There are many concerns with WorkChoices (WC). Here, I only deal with how Howard is to (almost) extinguish the limited right to strike for workers.


Howard's WC legislation is to be slammed through Parliament to hide outrageous and repressive changes. One change is to make legitimate union industrial action 'unlawful'. There are new penal powers and sanctions against striking workers legitimately pursuing, as a last resort, their workplace and economic interests.


'Blueing' is to be even more risky. Will the Australian 'blue' with the boss be an endangered species? Workers and their unions in dispute, those 'blueing', will be liable to be ordered back to work, fined, sued and even criminalised, with increased penalties. Employers who love power and authority will benefit.


Howard in the election did not raise these further restrictions on the right to strike. Corporate associations to take away the protections necessary for the effective right to strike lobbied Minister Andrews. And this during a low strike era.

[TASK INSTRUCTIONS]
1/ Rewrite the WorkChoices piece from "Howard's WC legislation" up to and including "low strike era.", replacing "Minister Andrews" with "the minister".
2/ According to the WorkChoices piece, what did Howard not raise in the election?

[EXTRACTED DATA]
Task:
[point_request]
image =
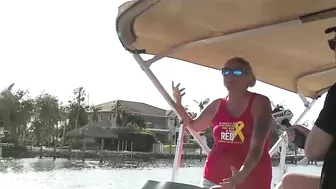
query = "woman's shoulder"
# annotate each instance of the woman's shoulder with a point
(260, 97)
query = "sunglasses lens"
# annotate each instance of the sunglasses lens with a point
(237, 72)
(225, 71)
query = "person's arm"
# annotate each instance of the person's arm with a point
(262, 124)
(323, 132)
(204, 120)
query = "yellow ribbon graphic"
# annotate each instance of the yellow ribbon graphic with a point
(238, 130)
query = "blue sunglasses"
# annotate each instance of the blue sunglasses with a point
(234, 71)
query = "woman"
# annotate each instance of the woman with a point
(242, 122)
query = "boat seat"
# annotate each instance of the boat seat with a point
(150, 184)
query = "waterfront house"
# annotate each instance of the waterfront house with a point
(161, 122)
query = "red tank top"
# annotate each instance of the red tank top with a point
(232, 136)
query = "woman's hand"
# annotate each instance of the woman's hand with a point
(300, 128)
(177, 93)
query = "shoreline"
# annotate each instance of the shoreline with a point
(119, 155)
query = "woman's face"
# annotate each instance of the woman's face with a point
(236, 76)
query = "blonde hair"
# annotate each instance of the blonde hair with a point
(248, 67)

[SOLVED TASKS]
1/
Howard's WC legislation is to be slammed through Parliament to hide outrageous and repressive changes. One change is to make legitimate union industrial action 'unlawful'. There are new penal powers and sanctions against striking workers legitimately pursuing, as a last resort, their workplace and economic interests.


'Blueing' is to be even more risky. Will the Australian 'blue' with the boss be an endangered species? Workers and their unions in dispute, those 'blueing', will be liable to be ordered back to work, fined, sued and even criminalised, with increased penalties. Employers who love power and authority will benefit.


Howard in the election did not raise these further restrictions on the right to strike. Corporate associations to take away the protections necessary for the effective right to strike lobbied the minister. And this during a low strike era.

2/ Howard did not raise the further restrictions on the right to strike.